___ Given records
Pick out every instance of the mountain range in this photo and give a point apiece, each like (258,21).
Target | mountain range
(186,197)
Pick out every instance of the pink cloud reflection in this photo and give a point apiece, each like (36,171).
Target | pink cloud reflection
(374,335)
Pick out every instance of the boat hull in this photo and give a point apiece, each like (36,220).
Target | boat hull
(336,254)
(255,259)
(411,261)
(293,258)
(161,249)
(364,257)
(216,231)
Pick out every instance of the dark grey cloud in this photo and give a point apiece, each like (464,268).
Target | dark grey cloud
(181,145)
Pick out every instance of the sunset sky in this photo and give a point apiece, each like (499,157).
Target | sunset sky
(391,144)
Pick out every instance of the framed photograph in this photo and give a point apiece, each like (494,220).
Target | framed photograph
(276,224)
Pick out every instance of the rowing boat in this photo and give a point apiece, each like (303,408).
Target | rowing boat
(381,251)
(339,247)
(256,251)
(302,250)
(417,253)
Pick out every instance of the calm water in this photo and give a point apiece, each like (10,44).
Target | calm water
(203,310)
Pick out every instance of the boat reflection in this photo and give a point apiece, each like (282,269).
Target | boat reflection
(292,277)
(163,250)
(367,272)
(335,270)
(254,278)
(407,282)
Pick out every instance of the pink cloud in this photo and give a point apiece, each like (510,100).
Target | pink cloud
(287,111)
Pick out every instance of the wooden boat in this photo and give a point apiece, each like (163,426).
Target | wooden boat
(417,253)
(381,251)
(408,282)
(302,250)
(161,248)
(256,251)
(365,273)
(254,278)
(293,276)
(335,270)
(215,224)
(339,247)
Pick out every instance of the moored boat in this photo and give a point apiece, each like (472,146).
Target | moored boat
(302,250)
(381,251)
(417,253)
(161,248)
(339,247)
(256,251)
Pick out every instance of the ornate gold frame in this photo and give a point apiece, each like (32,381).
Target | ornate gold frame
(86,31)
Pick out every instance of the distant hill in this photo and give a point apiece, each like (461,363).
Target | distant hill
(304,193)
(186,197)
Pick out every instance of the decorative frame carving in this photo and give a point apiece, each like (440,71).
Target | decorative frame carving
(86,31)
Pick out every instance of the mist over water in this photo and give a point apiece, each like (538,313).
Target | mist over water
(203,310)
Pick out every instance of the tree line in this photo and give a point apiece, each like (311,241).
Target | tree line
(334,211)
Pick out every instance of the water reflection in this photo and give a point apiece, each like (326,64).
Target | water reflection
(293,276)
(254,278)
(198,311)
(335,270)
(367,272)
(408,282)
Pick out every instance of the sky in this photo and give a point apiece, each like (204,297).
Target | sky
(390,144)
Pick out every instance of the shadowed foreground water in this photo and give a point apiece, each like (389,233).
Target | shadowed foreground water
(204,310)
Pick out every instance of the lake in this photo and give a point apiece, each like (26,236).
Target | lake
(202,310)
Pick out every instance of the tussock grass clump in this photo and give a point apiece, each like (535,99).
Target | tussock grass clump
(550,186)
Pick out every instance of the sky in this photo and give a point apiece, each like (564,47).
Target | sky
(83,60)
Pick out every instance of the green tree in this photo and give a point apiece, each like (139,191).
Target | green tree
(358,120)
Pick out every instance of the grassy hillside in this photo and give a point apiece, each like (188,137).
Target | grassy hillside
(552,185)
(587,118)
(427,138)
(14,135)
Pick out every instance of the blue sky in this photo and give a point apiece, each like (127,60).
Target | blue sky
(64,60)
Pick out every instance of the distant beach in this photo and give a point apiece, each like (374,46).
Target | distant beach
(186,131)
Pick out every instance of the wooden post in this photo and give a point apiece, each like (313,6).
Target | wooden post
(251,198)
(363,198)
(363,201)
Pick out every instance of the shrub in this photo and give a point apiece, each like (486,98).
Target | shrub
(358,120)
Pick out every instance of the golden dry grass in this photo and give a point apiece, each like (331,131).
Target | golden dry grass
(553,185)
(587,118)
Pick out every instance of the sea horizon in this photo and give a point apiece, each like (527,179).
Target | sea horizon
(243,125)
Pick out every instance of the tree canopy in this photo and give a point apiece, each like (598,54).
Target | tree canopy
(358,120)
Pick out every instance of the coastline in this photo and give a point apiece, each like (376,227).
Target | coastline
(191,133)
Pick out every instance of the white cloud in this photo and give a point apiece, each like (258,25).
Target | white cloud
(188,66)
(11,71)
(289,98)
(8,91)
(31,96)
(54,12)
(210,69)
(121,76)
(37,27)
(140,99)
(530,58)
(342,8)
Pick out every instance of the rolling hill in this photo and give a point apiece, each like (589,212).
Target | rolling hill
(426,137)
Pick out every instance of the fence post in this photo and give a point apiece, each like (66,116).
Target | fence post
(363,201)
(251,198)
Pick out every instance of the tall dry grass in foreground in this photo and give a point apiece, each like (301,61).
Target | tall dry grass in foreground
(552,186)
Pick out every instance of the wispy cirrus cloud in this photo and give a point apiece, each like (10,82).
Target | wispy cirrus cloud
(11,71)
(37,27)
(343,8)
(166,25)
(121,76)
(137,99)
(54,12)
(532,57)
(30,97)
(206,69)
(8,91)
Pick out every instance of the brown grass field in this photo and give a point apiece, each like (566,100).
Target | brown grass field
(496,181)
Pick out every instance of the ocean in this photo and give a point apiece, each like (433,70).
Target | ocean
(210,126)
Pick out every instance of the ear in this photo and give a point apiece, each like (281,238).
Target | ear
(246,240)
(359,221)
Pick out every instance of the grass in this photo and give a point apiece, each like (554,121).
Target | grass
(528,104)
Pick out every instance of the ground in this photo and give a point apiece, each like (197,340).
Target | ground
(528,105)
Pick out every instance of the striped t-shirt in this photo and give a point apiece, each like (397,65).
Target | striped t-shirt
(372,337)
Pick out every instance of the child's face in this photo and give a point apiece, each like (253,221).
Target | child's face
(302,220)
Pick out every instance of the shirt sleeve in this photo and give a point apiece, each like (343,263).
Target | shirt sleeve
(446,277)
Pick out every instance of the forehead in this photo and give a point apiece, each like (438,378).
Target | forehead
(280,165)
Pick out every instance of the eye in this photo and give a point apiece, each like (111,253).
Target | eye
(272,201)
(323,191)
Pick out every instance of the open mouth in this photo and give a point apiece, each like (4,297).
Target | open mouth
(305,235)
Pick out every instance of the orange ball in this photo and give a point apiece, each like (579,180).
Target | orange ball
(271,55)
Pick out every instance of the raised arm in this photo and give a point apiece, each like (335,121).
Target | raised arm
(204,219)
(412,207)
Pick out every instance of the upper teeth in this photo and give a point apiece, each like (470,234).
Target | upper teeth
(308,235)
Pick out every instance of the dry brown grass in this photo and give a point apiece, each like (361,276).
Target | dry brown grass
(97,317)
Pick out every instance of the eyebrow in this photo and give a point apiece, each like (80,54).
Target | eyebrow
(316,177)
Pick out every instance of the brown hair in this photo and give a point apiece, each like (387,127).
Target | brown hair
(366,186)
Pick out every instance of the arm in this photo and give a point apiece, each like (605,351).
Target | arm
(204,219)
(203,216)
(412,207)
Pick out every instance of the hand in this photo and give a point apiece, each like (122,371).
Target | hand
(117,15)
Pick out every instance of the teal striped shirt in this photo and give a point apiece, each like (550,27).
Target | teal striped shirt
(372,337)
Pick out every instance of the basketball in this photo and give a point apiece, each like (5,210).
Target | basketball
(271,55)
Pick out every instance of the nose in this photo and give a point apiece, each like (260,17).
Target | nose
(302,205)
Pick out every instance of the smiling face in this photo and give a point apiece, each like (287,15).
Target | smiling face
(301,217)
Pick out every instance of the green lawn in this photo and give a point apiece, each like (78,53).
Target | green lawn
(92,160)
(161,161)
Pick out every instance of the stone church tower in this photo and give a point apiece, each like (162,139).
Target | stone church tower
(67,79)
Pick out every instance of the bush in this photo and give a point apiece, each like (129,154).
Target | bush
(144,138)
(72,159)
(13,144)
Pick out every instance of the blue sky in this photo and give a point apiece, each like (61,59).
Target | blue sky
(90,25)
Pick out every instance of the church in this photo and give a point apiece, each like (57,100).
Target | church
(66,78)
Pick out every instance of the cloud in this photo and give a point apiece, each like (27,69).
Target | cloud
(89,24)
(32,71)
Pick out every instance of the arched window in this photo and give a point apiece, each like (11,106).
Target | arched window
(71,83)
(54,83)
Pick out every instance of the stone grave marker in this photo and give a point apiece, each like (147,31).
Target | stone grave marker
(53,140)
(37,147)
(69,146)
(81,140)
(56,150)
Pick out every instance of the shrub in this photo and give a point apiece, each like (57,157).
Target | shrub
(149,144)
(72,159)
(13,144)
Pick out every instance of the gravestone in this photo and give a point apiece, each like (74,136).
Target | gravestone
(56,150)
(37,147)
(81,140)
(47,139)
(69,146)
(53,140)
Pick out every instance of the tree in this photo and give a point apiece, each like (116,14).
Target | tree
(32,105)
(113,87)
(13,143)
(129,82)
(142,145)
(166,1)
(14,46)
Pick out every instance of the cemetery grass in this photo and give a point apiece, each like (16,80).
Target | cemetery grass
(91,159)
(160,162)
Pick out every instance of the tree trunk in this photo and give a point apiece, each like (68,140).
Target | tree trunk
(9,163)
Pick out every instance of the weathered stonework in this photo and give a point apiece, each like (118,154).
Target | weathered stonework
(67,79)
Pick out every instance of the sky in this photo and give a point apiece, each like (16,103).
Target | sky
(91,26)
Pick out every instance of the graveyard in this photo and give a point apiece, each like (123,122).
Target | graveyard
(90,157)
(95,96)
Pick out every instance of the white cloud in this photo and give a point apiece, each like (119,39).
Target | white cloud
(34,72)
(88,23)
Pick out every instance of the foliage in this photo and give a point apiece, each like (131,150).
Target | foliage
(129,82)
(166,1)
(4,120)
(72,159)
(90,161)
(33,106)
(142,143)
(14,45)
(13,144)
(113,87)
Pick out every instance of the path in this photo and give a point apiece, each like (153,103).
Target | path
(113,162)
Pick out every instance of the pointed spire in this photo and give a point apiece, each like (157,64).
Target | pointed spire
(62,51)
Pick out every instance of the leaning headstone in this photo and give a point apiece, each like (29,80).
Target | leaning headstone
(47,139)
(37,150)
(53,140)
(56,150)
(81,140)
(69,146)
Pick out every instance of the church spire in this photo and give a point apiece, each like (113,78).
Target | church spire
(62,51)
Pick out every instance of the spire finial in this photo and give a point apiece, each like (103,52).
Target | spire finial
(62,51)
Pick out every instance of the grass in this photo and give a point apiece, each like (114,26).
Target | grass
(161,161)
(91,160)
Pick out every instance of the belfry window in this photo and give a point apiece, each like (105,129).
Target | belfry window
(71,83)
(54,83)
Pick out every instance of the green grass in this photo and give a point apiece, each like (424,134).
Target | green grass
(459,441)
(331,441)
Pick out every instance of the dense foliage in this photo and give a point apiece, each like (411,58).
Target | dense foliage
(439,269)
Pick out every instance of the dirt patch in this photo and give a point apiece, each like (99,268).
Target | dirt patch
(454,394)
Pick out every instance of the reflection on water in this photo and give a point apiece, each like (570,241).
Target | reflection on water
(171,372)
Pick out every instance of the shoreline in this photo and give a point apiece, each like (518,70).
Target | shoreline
______
Return exactly, and only, the line containing "Pick out every instance of the church spire" and every line after it through the end of the material.

Pick out every instance of the church spire in this photo and give a point apiece, each like (113,78).
Target | church spire
(62,51)
Pick out every instance of the spire finial in this photo and give a point apiece, each like (103,52).
Target | spire finial
(62,51)
Pick out every instance of the grass in this photo and give a point apiece, each like (114,26).
Target | grass
(161,161)
(91,160)
Pick out every instance of the belfry window in this photo and give a point apiece, each like (105,129).
Target | belfry window
(71,83)
(54,83)
Pick out every instance of the green grass in this photo and give a point apiece, each like (424,134).
Target | green grass
(459,441)
(331,441)
Pick out every instance of the dense foliage in this photo and give a point apiece, each like (411,58).
Target | dense foliage
(439,269)
Pick out every instance of the dirt patch in this photo and give a point apiece, each like (99,268).
Target | dirt patch
(454,394)
Pick out every instance of the reflection on water in this photo and give a point apiece, each like (570,241).
Target | reflection on water
(171,372)
Pick out every instance of the shoreline in this photo and give a point apiece, each like (518,70).
Target | shoreline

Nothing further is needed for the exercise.